Brano da leggere -
☆ ☆ ☆ ☆ ☆
Lorenzon era un caro amico di Giovanni Ventura. Si erano conosciuti
al collegio «Pio X» nei primi anni Sessanta. Col
passare del tempo avevano preso strade diverse: Lorenzon, moderato,
approdò nelle file della Democrazia Cristiana; invece
Ventura era scivolato a destra, prima nella federazione giovanile
del Movimento sociale, poi oltre ancora, sino a far uscire una
rivista che diceva molte cose già nel titolo: «Reazione».
Lunedì 15 dicembre 1969 Lorenzon chiamò al telefono
il suo avvocato, Alberto Steccanella. La stessa sera i due si
incontrarono e Lorenzon cominciò un racconto che prendeva
avvio dal suo ultimo incontro con Ventura, avvenuto nel pomeriggio
di sabato 13 dicembre.
L'avvocato intuì che il racconto poteva portare a rivelazioni
importanti, così chiese al suo assistito di preparare
un memoriale, che gli fu recapitato tre giorni dopo.
Il 26 dicembre Steccanella si recò dal procuratore di
Treviso e riferì quanto appreso: nel Veneto c'era un'organizzazione
eversiva, forse implicata nella strage milanese.
Il 31 dicembre Lorenzon si presentò al pubblico ministero
di Treviso, Pietro Calogero, e gli riferì le confidenze
di Ventura. Nel maggio del 1969 Ventura lo aveva informato di
essersi recato a Milano dove aveva collocato una bomba, che
non esplose, in un edificio pubblico (in tempi successivi Ventura
aveva introdotto alcune varianti nel racconto: il mese diventava
aprile e la città Torino). Aveva finanziato gli attentati
ai treni in agosto. Sapeva il costo degli ordigni impiegati
(centomila lire per ciascuno), parlava degli alibi accuratamente
predisposti per gli attentatori, conosceva i luoghi di collocazione
delle bombe.
Circa
la strage del 12 dicembre, oltre ad aver compiuto viaggi sospetti
tra Roma e Milano in quei giorni, Ventura aveva lamentato il
fatto che nessuna parte politica si era mossa prendendo provvedimenti
e che quindi «occorreva fare qualcos'altro». Si
chiedeva come mai l'ordigno posizionato alla Banca Commerciale
non fosse esploso e aveva esposto dettagliatamente i problemi
riscontrati nel posizionare la bomba nel sottopassaggio della
Banca Nazionale del Lavoro di Roma.
Gli aveva inoltre confidato di essere al corrente dei piani
operativi per gli attentati, prima del loro verificarsi, in
quanto essi rientravano in una strategia prestabilita mirata
a traumatizzare sempre di più l'opinione pubblica.
Infine Lorenzon parlò di un libretto rosso, l'opuscolo
La giustizia è come il timone, dove la si gira va:
in esso si muovevano accuse contro due magistrati padovani e
contro il commissario di Pubblica Sicurezza Pasquale Iuliano.
☆ ☆ ☆ ☆ ☆
Materiale fornito -
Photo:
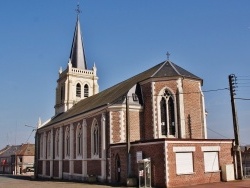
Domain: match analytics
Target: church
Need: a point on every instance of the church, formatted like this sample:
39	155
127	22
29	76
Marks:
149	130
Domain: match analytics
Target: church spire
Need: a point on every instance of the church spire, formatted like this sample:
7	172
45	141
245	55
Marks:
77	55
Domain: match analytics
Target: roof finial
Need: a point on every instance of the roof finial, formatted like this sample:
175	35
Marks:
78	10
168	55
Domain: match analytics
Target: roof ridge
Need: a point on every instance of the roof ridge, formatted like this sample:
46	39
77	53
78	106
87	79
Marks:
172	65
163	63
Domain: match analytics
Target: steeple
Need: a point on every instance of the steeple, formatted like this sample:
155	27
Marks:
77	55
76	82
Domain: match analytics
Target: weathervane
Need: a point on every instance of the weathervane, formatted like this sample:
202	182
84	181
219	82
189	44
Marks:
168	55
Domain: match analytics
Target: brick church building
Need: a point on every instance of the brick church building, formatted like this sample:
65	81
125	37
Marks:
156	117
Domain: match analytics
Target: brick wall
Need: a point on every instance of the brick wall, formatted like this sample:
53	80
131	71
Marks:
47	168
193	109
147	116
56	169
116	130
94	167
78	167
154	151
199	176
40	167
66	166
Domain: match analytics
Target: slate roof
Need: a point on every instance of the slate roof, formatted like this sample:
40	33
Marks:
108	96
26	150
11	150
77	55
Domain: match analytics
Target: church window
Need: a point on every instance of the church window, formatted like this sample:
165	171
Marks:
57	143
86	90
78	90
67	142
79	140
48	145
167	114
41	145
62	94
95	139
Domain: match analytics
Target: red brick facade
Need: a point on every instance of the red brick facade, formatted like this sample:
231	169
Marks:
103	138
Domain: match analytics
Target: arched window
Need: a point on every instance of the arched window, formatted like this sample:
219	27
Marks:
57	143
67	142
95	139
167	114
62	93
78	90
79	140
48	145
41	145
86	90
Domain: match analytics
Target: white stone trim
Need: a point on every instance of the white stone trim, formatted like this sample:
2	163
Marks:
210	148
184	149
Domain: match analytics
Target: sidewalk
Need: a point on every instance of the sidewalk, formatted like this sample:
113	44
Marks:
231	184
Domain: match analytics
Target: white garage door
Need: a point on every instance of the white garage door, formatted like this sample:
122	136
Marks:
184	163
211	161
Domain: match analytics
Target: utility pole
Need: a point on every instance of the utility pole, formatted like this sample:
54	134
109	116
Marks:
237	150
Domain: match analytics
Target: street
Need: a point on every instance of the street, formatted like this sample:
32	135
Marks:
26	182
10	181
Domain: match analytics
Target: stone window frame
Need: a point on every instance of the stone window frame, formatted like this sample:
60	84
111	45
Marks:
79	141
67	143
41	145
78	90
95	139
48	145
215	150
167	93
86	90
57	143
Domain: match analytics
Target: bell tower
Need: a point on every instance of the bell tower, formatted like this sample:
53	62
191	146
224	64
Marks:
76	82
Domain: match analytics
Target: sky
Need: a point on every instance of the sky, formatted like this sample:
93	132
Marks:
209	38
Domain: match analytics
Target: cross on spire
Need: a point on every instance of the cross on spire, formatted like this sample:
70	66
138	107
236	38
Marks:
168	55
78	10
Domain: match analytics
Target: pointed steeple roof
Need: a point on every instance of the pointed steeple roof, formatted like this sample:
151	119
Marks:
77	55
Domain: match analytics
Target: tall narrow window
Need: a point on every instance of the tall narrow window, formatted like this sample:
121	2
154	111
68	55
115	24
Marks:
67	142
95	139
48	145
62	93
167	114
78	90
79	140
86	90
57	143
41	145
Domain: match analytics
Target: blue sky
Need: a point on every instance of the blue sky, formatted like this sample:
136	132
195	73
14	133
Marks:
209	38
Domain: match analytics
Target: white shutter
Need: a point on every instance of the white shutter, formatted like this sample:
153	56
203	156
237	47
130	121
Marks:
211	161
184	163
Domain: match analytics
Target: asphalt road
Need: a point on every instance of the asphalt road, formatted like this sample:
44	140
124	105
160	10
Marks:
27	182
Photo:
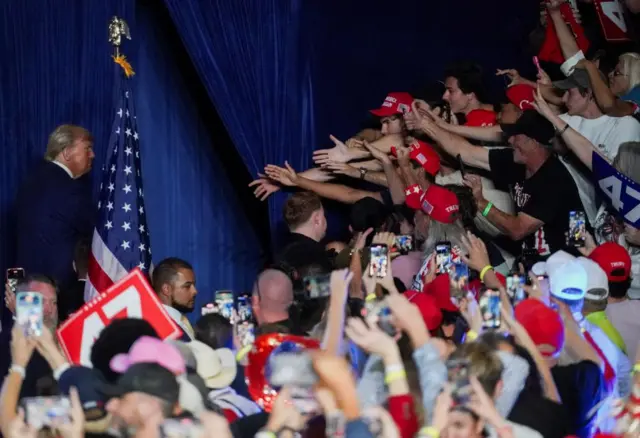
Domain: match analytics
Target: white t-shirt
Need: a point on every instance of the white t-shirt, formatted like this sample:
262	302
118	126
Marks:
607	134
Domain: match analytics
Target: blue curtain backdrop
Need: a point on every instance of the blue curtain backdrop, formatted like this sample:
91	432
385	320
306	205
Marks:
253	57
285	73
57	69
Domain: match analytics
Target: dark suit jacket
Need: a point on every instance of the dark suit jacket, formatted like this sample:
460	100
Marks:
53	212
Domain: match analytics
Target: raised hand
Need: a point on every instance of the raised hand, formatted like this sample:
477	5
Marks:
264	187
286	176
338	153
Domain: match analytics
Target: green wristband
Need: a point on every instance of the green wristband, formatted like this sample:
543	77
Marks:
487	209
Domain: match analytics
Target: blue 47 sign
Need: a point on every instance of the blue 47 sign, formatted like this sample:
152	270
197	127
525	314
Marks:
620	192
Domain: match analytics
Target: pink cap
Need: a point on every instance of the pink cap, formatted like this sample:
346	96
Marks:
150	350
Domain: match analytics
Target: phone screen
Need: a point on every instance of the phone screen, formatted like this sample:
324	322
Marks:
☆ ☆ ☆ ☆ ☆
Compiti assegnati -
(a) In quale collegio, secondo il brano, si erano conosciuti Lorenzon e Ventura?
(b) Riscriva per punti il paragrafo del brano che inizia con «Circa la strage del 12 dicembre», conservandone i fatti principali.
L'elenco costituisce materiale a sé, distinto dal brano.

Risposte ai compiti -
(a) Al collegio «Pio X», nei primi anni Sessanta.

(b)
- Nei giorni della strage del 12 dicembre Ventura aveva compiuto viaggi sospetti tra Roma e Milano.
- Lamentava che nessuna parte politica si fosse mossa con provvedimenti e che quindi «occorreva fare qualcos'altro».
- Si chiedeva perché l'ordigno posizionato alla Banca Commerciale non fosse esploso.
- Aveva descritto in dettaglio i problemi incontrati nel collocare la bomba nel sottopassaggio della Banca Nazionale del Lavoro di Roma.